▶ Given instruction
Rewrite everything from the line containing "locate dense bush" down to the end of the items, changing "brown shrub" to "dry shrub" and leaving all else as it is.
** start Task inputs **
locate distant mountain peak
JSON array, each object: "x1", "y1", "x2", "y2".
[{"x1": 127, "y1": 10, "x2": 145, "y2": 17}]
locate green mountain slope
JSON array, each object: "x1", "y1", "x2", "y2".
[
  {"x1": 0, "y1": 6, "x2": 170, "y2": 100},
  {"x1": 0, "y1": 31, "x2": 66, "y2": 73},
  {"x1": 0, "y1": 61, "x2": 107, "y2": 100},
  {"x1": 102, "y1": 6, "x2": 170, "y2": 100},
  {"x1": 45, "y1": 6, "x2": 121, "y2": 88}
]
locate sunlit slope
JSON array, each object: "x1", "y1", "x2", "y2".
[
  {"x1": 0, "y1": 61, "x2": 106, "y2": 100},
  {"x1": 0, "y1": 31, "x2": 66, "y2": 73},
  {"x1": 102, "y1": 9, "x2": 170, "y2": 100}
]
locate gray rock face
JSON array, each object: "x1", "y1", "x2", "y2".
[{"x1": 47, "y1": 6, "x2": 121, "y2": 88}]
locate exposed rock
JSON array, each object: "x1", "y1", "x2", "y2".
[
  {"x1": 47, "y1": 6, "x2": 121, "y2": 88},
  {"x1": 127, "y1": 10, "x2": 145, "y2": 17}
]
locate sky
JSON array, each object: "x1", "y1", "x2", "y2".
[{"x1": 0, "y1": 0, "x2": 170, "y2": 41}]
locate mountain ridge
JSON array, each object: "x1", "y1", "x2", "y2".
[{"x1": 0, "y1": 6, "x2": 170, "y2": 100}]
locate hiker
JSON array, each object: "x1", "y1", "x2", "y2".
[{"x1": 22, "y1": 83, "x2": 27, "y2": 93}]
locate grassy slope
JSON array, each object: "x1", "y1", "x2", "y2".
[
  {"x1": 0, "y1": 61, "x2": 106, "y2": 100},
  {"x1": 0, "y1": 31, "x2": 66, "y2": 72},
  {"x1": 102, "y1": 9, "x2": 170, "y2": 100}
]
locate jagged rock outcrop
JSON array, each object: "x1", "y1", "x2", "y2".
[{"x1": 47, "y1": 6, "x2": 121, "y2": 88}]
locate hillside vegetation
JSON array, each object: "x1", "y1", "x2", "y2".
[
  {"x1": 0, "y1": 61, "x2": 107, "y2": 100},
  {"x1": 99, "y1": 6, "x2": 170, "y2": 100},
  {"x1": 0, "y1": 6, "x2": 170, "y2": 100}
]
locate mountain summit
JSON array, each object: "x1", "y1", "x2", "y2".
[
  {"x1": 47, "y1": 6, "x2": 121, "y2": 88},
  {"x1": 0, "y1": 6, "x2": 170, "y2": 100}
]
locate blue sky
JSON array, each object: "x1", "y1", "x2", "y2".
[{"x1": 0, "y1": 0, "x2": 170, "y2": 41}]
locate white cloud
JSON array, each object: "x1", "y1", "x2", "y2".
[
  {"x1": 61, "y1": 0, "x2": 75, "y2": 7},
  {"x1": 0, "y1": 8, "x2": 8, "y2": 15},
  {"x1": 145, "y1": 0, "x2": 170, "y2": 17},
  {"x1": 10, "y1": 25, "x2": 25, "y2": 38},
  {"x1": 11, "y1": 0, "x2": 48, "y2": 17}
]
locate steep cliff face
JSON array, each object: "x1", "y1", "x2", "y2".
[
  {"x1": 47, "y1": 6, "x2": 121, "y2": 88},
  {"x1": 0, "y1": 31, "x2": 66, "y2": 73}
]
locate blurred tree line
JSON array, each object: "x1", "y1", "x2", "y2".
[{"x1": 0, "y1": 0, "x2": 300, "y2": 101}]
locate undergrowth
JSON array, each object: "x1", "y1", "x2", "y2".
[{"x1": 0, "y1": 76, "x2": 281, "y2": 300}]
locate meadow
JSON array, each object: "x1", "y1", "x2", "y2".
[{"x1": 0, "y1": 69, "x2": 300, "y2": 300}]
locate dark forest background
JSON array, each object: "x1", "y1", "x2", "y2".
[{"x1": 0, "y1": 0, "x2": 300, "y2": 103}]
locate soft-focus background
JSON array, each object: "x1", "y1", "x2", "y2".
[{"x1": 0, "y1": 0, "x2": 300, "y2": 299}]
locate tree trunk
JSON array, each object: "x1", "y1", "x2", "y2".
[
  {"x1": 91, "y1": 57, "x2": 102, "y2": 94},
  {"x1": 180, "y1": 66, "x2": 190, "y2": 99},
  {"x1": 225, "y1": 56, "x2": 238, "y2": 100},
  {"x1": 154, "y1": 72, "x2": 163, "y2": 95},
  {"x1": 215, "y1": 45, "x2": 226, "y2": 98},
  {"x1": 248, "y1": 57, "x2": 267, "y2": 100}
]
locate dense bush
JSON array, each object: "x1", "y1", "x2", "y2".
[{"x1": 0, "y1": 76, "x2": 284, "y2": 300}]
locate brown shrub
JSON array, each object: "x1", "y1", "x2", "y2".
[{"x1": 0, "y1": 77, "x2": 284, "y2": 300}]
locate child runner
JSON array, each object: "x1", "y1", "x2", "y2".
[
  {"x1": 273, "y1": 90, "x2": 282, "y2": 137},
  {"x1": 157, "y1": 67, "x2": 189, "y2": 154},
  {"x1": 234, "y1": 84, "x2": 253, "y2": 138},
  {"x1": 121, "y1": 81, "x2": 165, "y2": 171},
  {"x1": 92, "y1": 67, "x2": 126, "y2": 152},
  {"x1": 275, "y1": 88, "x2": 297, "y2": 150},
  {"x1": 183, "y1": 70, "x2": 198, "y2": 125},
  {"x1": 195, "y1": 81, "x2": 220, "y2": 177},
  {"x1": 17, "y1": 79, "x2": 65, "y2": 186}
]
** end Task inputs **
▶ Expected answer
locate dense bush
JSON array, each object: "x1", "y1", "x2", "y2".
[{"x1": 0, "y1": 76, "x2": 284, "y2": 300}]
locate dry shrub
JSON array, each object: "x1", "y1", "x2", "y2".
[{"x1": 0, "y1": 77, "x2": 284, "y2": 300}]
locate child runner
JSON array, each object: "x1", "y1", "x2", "y2".
[
  {"x1": 273, "y1": 90, "x2": 282, "y2": 137},
  {"x1": 157, "y1": 67, "x2": 189, "y2": 154},
  {"x1": 234, "y1": 84, "x2": 253, "y2": 138},
  {"x1": 121, "y1": 81, "x2": 165, "y2": 171},
  {"x1": 92, "y1": 67, "x2": 126, "y2": 152},
  {"x1": 275, "y1": 88, "x2": 297, "y2": 150},
  {"x1": 183, "y1": 70, "x2": 198, "y2": 125},
  {"x1": 195, "y1": 81, "x2": 220, "y2": 177},
  {"x1": 17, "y1": 79, "x2": 65, "y2": 186}
]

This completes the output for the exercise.